== Problem requirements ==
Every line below that carries the word "perched" needs to be copied.

== Material for the task ==

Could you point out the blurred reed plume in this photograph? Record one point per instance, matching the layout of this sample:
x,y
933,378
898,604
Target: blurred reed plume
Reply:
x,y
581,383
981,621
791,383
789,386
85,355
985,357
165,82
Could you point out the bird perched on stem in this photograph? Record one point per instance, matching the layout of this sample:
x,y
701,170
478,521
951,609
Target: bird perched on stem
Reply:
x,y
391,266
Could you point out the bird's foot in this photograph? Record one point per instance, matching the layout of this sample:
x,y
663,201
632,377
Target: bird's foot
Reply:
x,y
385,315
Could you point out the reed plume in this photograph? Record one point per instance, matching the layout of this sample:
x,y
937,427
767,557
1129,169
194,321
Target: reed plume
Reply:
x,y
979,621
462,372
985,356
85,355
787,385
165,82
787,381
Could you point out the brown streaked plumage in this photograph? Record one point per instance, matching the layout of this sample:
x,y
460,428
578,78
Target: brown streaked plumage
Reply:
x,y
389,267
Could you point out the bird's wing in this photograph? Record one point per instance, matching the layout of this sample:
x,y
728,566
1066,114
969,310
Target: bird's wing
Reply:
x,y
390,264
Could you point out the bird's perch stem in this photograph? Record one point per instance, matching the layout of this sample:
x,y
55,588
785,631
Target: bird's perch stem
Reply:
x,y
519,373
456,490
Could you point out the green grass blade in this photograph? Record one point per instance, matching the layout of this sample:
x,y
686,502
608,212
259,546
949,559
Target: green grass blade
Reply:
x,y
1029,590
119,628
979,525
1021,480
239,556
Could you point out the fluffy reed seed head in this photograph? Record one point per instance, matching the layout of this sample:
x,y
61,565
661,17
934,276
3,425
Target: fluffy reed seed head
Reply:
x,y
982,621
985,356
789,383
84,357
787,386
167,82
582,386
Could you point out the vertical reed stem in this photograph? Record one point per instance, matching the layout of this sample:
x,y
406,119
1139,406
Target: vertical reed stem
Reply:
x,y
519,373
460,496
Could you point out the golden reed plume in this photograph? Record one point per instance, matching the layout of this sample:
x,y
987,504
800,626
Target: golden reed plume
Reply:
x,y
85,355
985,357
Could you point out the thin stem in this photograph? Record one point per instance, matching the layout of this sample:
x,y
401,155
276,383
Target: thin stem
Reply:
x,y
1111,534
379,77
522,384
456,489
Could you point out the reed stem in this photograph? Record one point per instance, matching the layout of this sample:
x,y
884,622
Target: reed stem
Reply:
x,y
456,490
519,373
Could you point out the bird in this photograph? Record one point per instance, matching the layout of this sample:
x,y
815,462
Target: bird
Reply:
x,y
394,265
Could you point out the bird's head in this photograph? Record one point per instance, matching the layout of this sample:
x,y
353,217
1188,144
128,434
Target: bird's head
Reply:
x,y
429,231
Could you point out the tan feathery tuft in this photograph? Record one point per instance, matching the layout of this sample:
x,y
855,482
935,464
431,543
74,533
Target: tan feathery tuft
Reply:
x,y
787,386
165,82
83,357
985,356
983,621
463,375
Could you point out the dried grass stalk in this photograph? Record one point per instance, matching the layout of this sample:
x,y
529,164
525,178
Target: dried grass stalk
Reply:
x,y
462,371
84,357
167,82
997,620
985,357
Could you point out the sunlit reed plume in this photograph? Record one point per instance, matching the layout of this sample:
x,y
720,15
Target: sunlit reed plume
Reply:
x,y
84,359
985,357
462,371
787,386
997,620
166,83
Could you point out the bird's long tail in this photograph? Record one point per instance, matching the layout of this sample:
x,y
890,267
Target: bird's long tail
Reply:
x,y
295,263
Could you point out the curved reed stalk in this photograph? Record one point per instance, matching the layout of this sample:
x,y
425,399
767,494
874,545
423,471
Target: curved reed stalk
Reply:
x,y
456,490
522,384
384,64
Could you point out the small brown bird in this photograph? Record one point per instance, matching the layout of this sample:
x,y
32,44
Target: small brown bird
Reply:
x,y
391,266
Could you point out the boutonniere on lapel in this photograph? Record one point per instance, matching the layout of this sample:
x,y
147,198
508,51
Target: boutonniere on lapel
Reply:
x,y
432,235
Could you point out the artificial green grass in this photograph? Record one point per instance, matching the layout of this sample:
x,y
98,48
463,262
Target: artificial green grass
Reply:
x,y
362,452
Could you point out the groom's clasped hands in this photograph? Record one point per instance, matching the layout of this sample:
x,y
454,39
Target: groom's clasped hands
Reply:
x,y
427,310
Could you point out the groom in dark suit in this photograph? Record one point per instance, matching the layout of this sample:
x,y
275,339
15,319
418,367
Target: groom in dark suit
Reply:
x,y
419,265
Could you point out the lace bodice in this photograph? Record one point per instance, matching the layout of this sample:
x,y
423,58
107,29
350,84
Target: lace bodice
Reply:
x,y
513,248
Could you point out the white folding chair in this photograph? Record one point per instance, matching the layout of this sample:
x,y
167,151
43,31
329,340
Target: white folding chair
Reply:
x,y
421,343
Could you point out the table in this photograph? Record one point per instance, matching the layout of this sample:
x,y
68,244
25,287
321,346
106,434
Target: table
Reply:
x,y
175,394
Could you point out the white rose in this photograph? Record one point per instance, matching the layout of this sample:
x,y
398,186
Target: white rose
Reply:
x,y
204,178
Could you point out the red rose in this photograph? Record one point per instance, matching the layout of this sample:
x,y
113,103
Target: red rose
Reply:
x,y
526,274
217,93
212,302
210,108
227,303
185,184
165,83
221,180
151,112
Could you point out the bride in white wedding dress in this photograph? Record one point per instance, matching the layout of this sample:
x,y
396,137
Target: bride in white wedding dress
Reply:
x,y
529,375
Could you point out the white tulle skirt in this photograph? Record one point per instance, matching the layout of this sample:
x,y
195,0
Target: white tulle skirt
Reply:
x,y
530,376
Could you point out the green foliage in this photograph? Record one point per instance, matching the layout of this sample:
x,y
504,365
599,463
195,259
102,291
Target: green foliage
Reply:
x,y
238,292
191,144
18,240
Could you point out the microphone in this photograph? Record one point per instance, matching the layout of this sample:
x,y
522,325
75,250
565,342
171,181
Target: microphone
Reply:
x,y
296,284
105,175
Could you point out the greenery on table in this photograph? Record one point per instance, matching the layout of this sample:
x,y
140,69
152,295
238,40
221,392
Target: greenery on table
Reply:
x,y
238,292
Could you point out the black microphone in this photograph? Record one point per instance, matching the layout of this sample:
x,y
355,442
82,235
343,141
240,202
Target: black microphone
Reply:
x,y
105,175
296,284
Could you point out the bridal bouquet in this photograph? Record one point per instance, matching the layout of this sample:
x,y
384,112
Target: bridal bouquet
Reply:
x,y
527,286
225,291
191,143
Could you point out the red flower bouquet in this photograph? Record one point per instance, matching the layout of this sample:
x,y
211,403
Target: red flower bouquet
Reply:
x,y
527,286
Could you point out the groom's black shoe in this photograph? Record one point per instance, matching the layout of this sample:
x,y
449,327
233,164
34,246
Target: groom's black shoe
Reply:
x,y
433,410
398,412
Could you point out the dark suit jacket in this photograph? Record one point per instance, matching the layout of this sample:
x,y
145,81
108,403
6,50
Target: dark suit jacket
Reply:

== Response ==
Could you point out the bird perched on stem in this photograph? Record one point per instance, matching the layout of this sample:
Target: bird perched on stem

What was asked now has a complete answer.